Please list every cat named in the forum thread about losing a cat.

DOCUMENT TEXT:
○ ○ ○ ○ ○ ○ ○
I'm so sorry that you are going through this also. It does get easier but you never forget them. *hugs*


----------



## Arianwen

Really sorry for you but it is human instinct for those of us who love our cats to beat ourselves up. Even if you had been in an easier situation something else might have happened. I have known cats be electrocuted or even get into washing machines in their own homes not to mention dozens of other incidents. PLEASE don't feel any guilt - you had a special bond- celebrate that even in your memories.


----------



## Briii

One of those nights when you realize you are totally not done grieving over your best friend and you break down all over again  thanks for the replies... They help. My other cat had his kittens a week ago. She is a grey white and orange tabby. Gandalf was grey with black and white ghost markings.... Any chance one of the three greyish kittens will look like he did ? Everyone also says I shouldn't try and 'replace' him but I just loved him so darn much. I want a cat that meows like him and cuddles like him and feels like him....


----------



## Briii

Gandalf and his surviving wifey Gimley


----------



## howsefrau32

I cried reading this too. Just know that the past 8 months you gave to your boy made up for his entire life he had outside when he had no one. You two were so lucky to have each other. Hopefully one day, when you have people around you that don't mind you have another cat, you can find another feral or stray baby to take in and rescue. I have Arwen, my feral girl, who is completely outdoors....she is not a candidate to be indoors at all, and I have 3 indoor cats, but I worry about her and all the dangers that go with being an outdoor cat. So sorry for your loss.


----------



## Briii

That pic didn't post.. trying again:










So gorgeous 



















They were love birds! I have never seen two cats cuddle more...


----------



## NebraskaCat

Aw, I love blue cats and I double-love the big cheeked boys. I'm so sorry for your loss. I bet he provided a lot of happiness to you and your other kitty. He died way too soon, but he died knowing he was loved.


----------



## cat owner again

I am so sorry for your loss. I remember every one of my animals as they were all memebers of my family.


----------
○ ○ ○ ○ ○ ○ ○
DATASET SECTION:
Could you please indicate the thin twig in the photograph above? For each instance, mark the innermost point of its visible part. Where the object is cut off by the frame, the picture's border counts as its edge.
○ ○ ○ ○ ○ ○ ○
EXERCISE OUTPUT: Gandalf, Gimley, Arwen